(Data entries)
%%
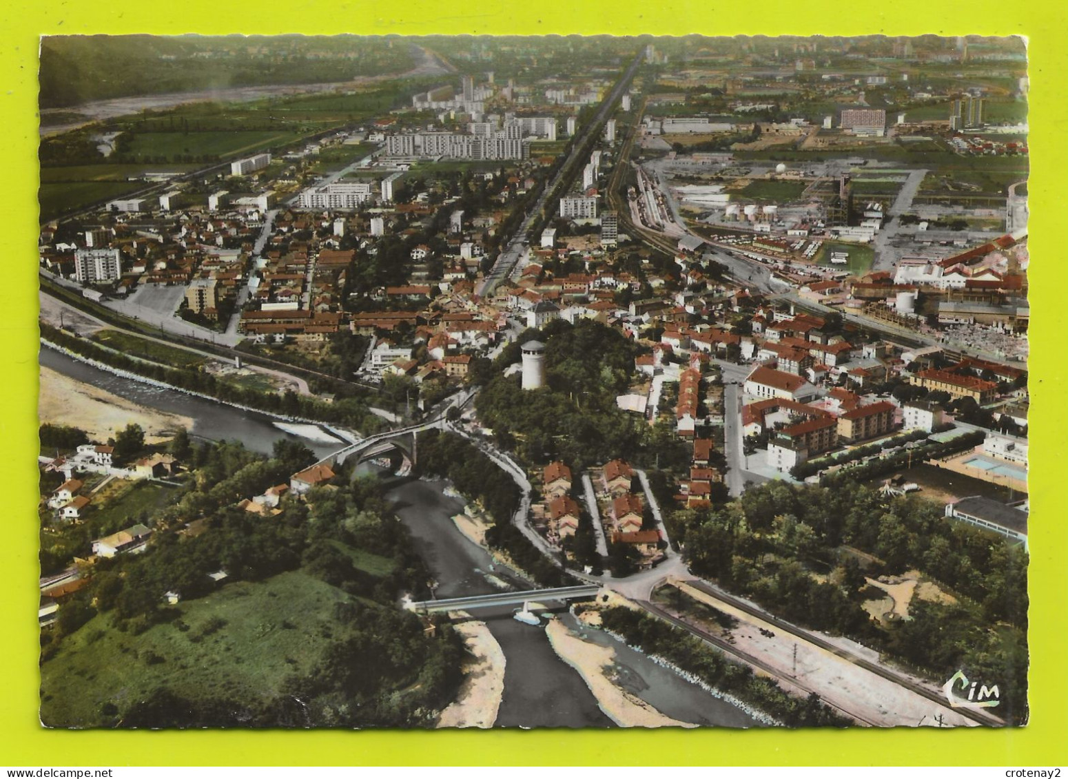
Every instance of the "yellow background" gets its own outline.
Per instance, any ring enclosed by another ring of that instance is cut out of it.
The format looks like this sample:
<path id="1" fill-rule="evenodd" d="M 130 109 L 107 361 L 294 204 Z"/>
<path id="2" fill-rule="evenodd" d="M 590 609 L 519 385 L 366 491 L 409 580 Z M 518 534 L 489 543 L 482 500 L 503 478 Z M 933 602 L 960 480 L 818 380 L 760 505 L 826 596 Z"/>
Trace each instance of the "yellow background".
<path id="1" fill-rule="evenodd" d="M 1064 649 L 1066 511 L 1065 264 L 1061 214 L 1068 128 L 1068 26 L 1061 0 L 931 2 L 14 2 L 0 11 L 0 765 L 1056 765 L 1068 754 Z M 1025 35 L 1031 57 L 1033 357 L 1031 721 L 992 731 L 844 732 L 67 732 L 37 722 L 35 470 L 36 55 L 38 36 L 341 32 L 382 34 Z"/>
%%
Problem description: Arrange every line of the items above as a JSON list of strings, one string per line, leaving out blank lines and the pictures.

Task response:
[
  "Every instance of the \"yellow background\" gets its own outline.",
  "Per instance, any ring enclosed by another ring of that instance is cut out of it.",
  "The format looks like this sample:",
  "<path id=\"1\" fill-rule=\"evenodd\" d=\"M 130 109 L 107 361 L 294 204 Z\"/>",
  "<path id=\"2\" fill-rule=\"evenodd\" d=\"M 590 609 L 519 385 L 366 491 L 409 580 Z M 518 534 L 489 543 L 482 500 L 503 478 Z M 933 602 L 960 480 L 818 380 L 760 505 L 826 596 Z\"/>",
  "Trace each instance of the \"yellow background\".",
  "<path id=\"1\" fill-rule=\"evenodd\" d=\"M 1064 649 L 1066 511 L 1065 264 L 1061 214 L 1068 128 L 1068 26 L 1061 0 L 931 2 L 14 2 L 0 11 L 0 765 L 1056 765 L 1068 754 Z M 1025 35 L 1031 57 L 1033 357 L 1031 721 L 992 731 L 844 732 L 67 732 L 37 722 L 35 470 L 36 55 L 38 36 L 341 32 L 382 34 Z\"/>"
]